→ **Task statement**
When the string "above" is part of a line below, that line should be copied.

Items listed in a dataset
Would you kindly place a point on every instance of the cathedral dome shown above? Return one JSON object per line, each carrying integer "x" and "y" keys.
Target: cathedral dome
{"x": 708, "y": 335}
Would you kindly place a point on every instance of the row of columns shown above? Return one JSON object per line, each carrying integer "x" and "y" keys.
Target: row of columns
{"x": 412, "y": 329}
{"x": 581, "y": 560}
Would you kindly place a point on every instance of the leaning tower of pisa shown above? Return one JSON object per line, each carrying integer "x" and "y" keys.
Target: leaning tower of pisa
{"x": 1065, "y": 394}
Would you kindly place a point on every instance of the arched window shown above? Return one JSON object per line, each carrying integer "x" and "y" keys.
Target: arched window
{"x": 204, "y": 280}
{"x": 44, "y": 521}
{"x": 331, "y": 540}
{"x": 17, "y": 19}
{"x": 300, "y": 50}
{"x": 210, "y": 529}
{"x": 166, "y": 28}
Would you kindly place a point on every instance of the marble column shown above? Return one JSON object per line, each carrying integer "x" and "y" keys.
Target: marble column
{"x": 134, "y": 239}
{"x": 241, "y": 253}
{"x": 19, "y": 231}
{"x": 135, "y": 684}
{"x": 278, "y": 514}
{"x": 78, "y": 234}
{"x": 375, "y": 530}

→ **Completed task**
Would you kindly place a point on every instance of the cathedral dome shown above? Return one JSON object per line, each carrying integer "x" and "y" keys.
Would you kindly place a point on every instance of the row of columns shown above? Return one JSON object per line, each carrying integer "x" and "y" keys.
Would you kindly place a point on every instance of the leaning tower of pisa shown above? Return one JSON object per line, each carrying integer "x" and "y" keys.
Would you kindly place a point on every instance of the arched window shown above? Return one JSON object per line, each carrying integer "x" and "y" keys.
Would you kindly place a point on every instance of the marble column shown above? Return one JSON object per line, each carrying integer "x" and "y" keys.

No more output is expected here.